Rows from a pointing dataset
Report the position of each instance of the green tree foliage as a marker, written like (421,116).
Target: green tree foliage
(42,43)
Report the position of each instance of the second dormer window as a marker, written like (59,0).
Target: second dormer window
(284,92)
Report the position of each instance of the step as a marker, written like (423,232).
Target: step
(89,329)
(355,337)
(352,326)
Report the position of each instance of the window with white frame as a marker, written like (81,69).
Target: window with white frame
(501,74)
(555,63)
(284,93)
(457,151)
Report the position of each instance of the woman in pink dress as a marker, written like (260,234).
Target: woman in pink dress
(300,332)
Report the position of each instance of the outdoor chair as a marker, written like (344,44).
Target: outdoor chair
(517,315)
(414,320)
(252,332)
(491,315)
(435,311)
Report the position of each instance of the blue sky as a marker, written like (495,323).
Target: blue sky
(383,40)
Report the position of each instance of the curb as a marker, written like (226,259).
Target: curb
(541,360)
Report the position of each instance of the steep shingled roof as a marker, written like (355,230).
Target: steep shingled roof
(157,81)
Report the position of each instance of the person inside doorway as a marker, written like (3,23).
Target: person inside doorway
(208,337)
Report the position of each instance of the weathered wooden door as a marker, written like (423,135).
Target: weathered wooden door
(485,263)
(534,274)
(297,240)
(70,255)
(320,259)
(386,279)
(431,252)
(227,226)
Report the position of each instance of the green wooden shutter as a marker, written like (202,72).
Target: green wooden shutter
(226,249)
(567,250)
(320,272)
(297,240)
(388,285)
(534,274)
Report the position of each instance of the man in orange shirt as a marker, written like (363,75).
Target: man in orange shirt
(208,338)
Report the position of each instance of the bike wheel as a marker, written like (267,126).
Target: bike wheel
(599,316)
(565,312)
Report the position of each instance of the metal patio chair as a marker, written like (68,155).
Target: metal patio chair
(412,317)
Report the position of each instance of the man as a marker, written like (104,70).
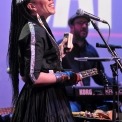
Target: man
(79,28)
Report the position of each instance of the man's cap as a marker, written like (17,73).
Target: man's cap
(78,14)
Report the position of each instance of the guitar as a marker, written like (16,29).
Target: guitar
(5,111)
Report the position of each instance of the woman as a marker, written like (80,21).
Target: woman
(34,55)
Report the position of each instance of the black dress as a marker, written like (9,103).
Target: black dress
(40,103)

** Required work **
Rewrite all of the records above, substituting "point" for every "marker" and leaving everything else unchanged. Omit the pictures from your answer.

** Exercise result **
Report the position of each instance of the green tree foliage as a point, written like (421,116).
Target: green tree foliage
(42,43)
Report the position of each instance of the second dormer window as a point, written like (59,0).
Target: second dormer window
(284,92)
Report the position of each instance of the step as a point, written like (423,232).
Target: step
(89,329)
(355,337)
(352,326)
Report the position of each instance of the window with white frame as a point, written like (81,69).
Target: window with white frame
(501,74)
(555,63)
(284,93)
(457,151)
Report the position of each instance of the woman in pink dress as a point, written like (260,234).
Target: woman in pink dress
(300,332)
Report the position of each instance of the outdoor chair as a point, written like (344,44).
Target: outdoor chair
(517,315)
(414,320)
(252,332)
(491,315)
(435,311)
Report the position of each instance of the blue sky as a point, written like (495,323).
Target: blue sky
(383,40)
Report the position of each instance of the curb as a point, written like (226,259).
Target: curb
(541,360)
Report the position of each instance of the steep shingled roof as a point, written like (355,230).
Target: steep shingled roof
(157,81)
Report the position of each instance of the person inside doorway as a point, written like (3,23).
Target: person inside doorway
(208,337)
Report the position of each instance of the weathered wooden door as a point, written like (423,135).
Target: weathered wooden door
(485,263)
(534,274)
(297,240)
(70,255)
(320,259)
(386,279)
(431,252)
(227,226)
Report the position of each instance of the green wooden shutter as a point, written like (202,72).
Target: green wooden shutter
(226,249)
(567,250)
(320,272)
(297,240)
(388,285)
(534,274)
Report the position of each instance of the man in orange shirt as a point, written like (363,75).
Target: man in orange shirt
(208,338)
Report the position of each instance of the bike wheel as a point, written like (267,126).
Target: bike wheel
(599,316)
(565,312)
Report the position of each instance of the metal patio chair as a point, written like (68,155).
Target: metal patio chair
(412,317)
Report the position of each instance of the man as a point, written like (104,70).
Target: man
(79,28)
Report the position of each instance of the man's cap as a point, written like (17,73).
Target: man's cap
(78,14)
Report the position of each instance of the guitar as a point, written like (16,29).
Target: guitar
(5,111)
Report the position of each instance of the woman as a point, written like (80,21).
Target: woman
(34,55)
Report the position of each instance of the black dress as a point, written like (9,103).
Target: black dress
(40,103)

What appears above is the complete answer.